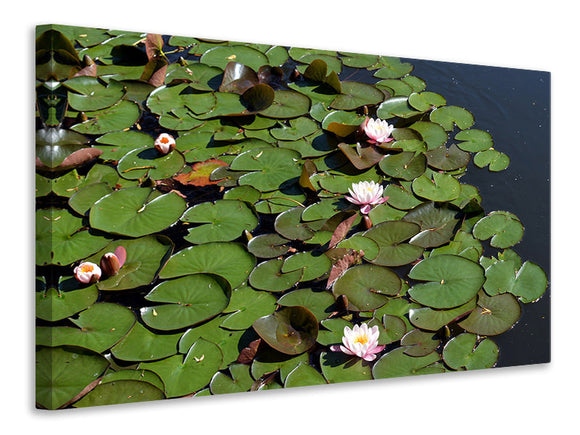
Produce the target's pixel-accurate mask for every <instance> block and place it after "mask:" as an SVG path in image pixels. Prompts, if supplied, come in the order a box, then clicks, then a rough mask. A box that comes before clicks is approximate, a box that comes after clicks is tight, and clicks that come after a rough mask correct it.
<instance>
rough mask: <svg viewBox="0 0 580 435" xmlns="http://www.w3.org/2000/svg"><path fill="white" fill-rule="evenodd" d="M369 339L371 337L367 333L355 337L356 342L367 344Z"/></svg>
mask: <svg viewBox="0 0 580 435" xmlns="http://www.w3.org/2000/svg"><path fill="white" fill-rule="evenodd" d="M368 341H369V338H368V337H367V336H366V335H364V334H363V335H359V336H357V337H356V338H355V339H354V342H355V343H360V344H367V342H368Z"/></svg>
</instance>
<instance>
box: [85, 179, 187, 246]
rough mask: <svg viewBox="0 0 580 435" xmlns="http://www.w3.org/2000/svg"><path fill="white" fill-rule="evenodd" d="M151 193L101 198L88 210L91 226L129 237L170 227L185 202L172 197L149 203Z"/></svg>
mask: <svg viewBox="0 0 580 435" xmlns="http://www.w3.org/2000/svg"><path fill="white" fill-rule="evenodd" d="M153 193H154V191H153V189H151V188H147V187H137V188H132V189H123V190H118V191H115V192H113V193H111V194H109V195H107V196H104V197H103V198H101V199H100V200H99V201H97V202H96V203H95V205H94V206H93V207H92V208H91V212H90V214H89V217H90V222H91V226H92V227H93V228H97V229H99V230H102V231H106V232H109V233H113V234H120V235H124V236H129V237H139V236H143V235H146V234H152V233H155V232H157V231H161V230H164V229H165V228H167V227H169V226H171V225H173V224H174V223H175V222H177V220H178V219H179V218H180V217H181V215H182V213H183V212H184V211H185V208H186V203H185V200H184V199H183V198H182V197H180V196H179V195H177V194H176V193H167V194H164V195H161V196H157V197H155V198H154V199H151V196H152V194H153Z"/></svg>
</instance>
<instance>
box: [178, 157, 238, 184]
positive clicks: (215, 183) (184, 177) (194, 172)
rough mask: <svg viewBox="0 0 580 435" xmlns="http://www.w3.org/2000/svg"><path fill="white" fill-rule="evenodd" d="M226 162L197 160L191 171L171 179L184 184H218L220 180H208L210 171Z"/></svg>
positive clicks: (224, 163) (222, 164)
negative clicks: (172, 179)
mask: <svg viewBox="0 0 580 435" xmlns="http://www.w3.org/2000/svg"><path fill="white" fill-rule="evenodd" d="M227 165H228V164H227V163H226V162H224V161H222V160H219V159H210V160H206V161H205V162H197V163H195V164H194V165H193V166H192V167H191V172H187V173H185V174H179V175H177V176H175V177H173V179H174V180H175V181H178V182H180V183H181V184H184V185H186V186H200V187H203V186H209V185H210V184H218V183H219V182H220V181H221V180H210V178H209V176H210V175H211V173H212V172H213V171H214V170H216V169H217V168H220V167H222V166H227Z"/></svg>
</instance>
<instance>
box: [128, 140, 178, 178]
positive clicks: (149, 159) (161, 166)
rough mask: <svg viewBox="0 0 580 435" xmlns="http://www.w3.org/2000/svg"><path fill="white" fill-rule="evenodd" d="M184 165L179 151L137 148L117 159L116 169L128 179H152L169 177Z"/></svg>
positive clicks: (151, 148) (149, 148) (166, 177)
mask: <svg viewBox="0 0 580 435" xmlns="http://www.w3.org/2000/svg"><path fill="white" fill-rule="evenodd" d="M184 165H185V158H184V157H183V154H181V153H180V152H179V151H175V150H174V151H172V152H170V153H168V154H161V153H160V152H159V151H157V150H156V149H155V148H148V147H144V148H138V149H136V150H133V151H130V152H128V153H127V154H125V155H124V156H123V158H121V160H119V163H118V164H117V171H119V175H121V177H123V178H126V179H128V180H141V179H144V178H145V177H149V178H151V179H152V180H162V179H164V178H170V177H171V176H172V175H174V174H176V173H177V172H179V171H180V170H181V169H182V168H183V166H184Z"/></svg>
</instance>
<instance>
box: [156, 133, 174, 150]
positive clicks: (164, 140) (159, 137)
mask: <svg viewBox="0 0 580 435" xmlns="http://www.w3.org/2000/svg"><path fill="white" fill-rule="evenodd" d="M174 148H175V139H173V136H171V135H170V134H168V133H161V134H160V135H159V136H157V139H155V149H156V150H157V151H159V152H160V153H161V154H168V153H170V152H171V151H173V149H174Z"/></svg>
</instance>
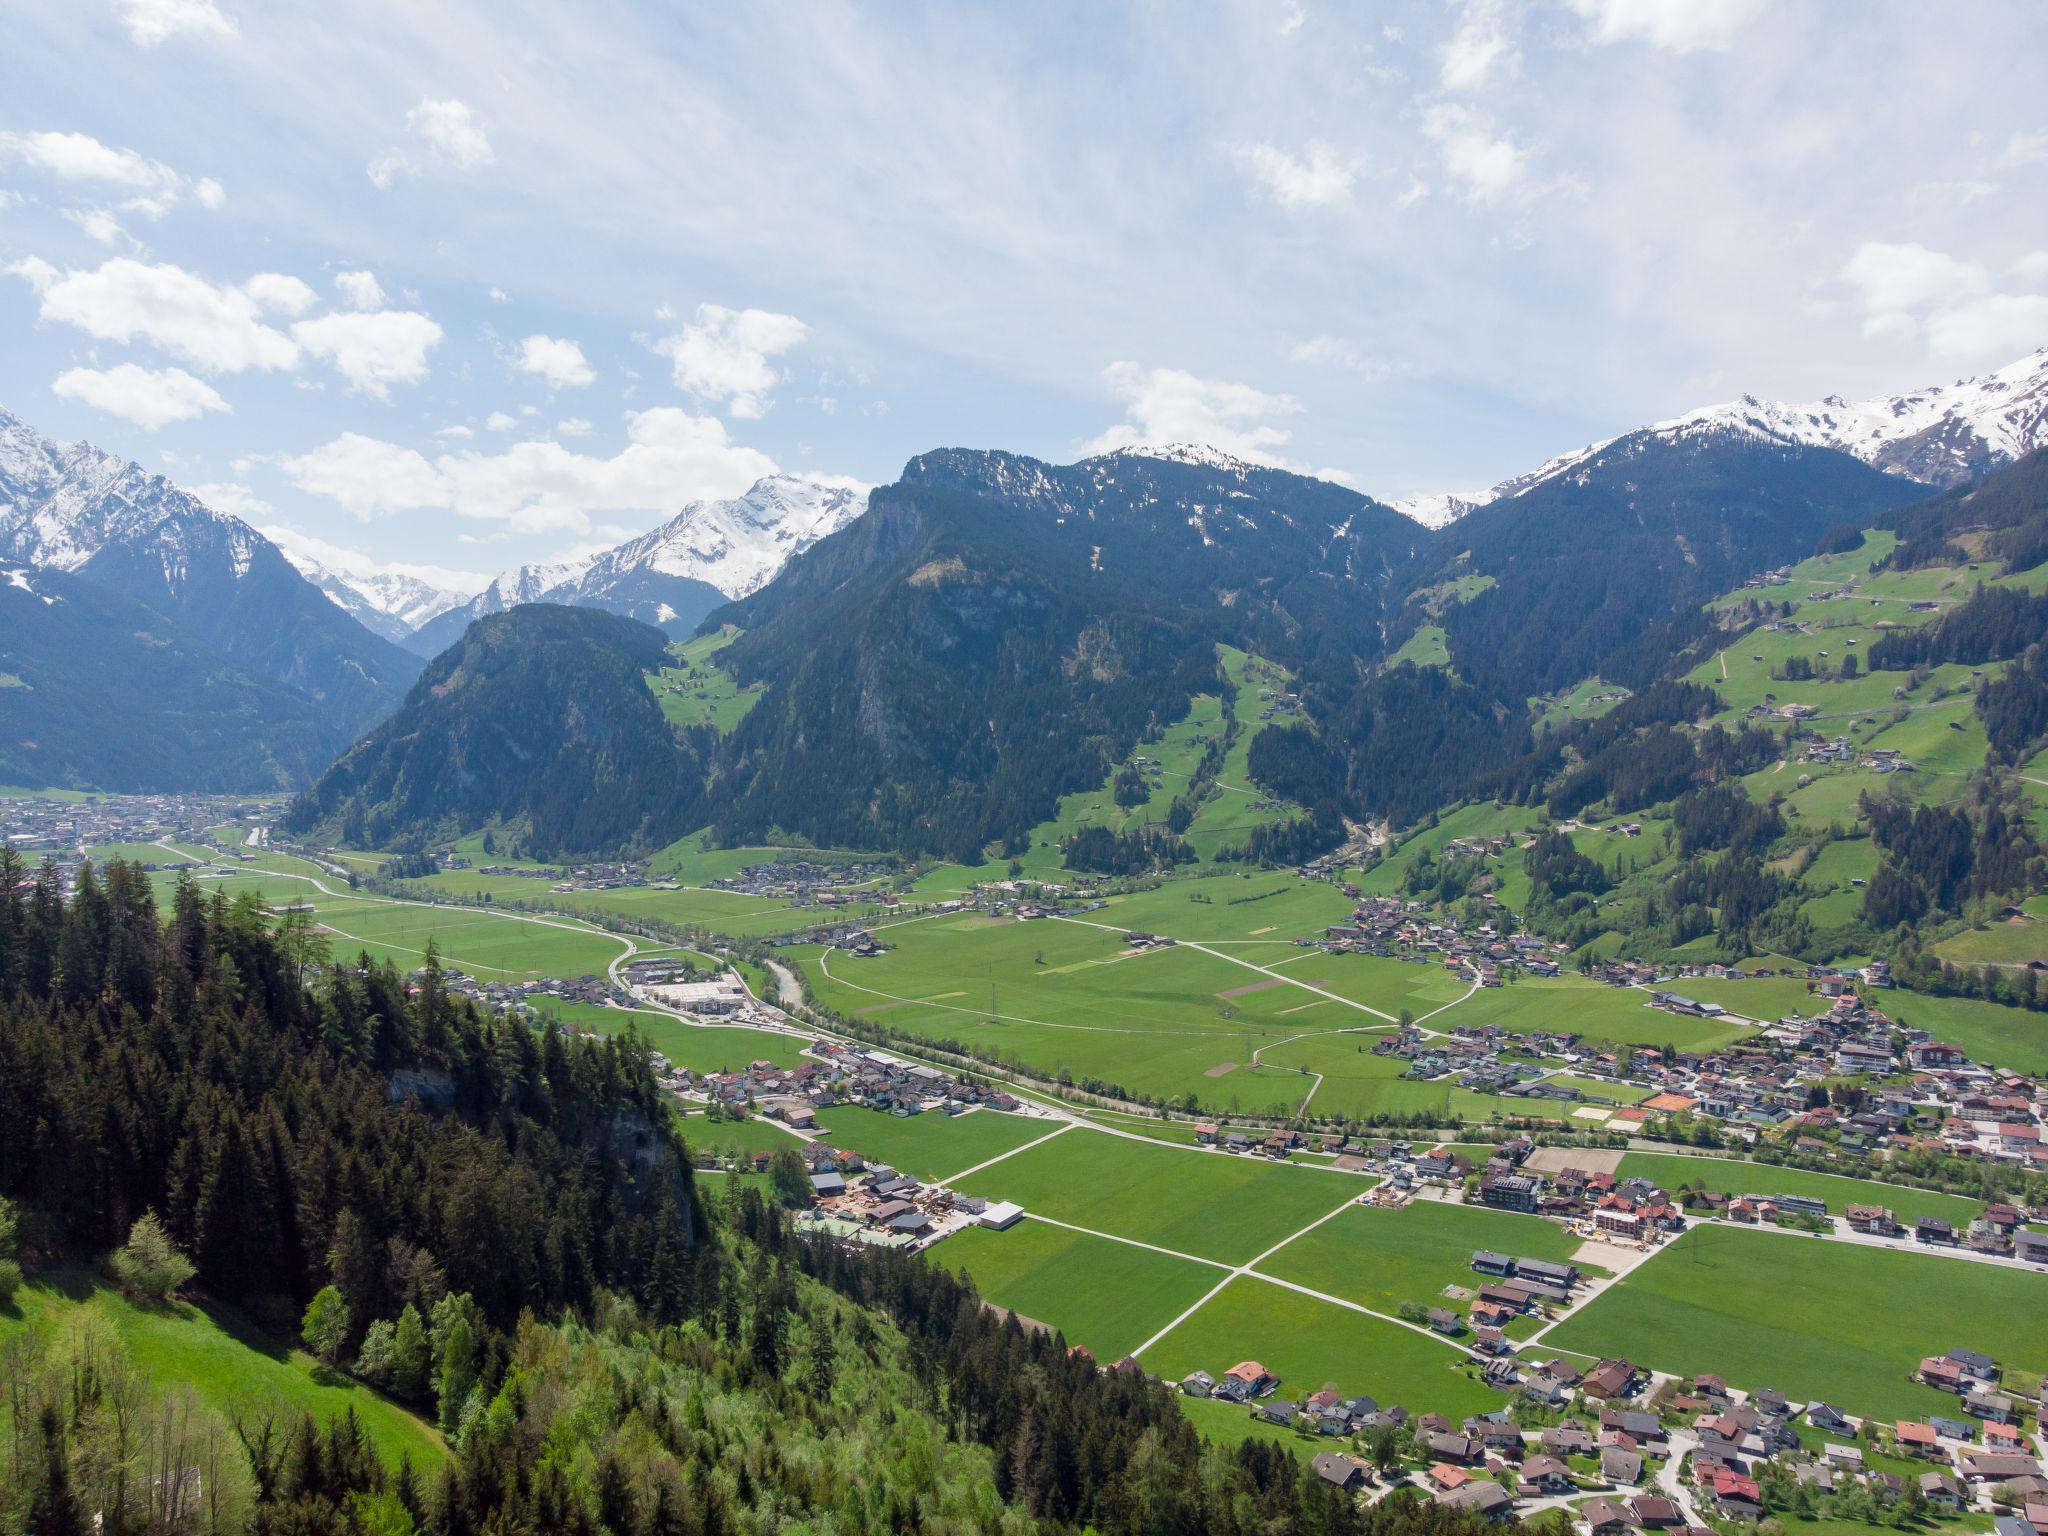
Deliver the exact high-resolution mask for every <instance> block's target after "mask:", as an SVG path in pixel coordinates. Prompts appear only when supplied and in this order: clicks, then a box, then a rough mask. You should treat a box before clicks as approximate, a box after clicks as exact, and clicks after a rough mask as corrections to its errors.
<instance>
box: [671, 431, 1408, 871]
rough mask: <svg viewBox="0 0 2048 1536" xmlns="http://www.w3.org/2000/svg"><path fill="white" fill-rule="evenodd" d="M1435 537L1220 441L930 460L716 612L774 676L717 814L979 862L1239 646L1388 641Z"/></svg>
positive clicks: (847, 842)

○ ○ ○ ○ ○ ○ ○

Task instructions: Rewrite the lines from the first one through the line that contains "339L371 337L367 333L355", changing "rough mask" to "coarse mask" and keeping everything else the same. Give only those lines, with the pictures left out.

Result of this exercise:
Produce the target's pixel-accurate mask for every <instance> block and place it after "mask:" as an SVG path in image pixels. Prompts, if supplied, come in the order a box, then clicks, then a coarse mask. A box that comes before clicks is approximate, a box that comes after clicks is tight, and clicks that come after a coarse mask correct it.
<instance>
coarse mask: <svg viewBox="0 0 580 435" xmlns="http://www.w3.org/2000/svg"><path fill="white" fill-rule="evenodd" d="M369 339L371 337L367 333L355 337L356 342L367 344Z"/></svg>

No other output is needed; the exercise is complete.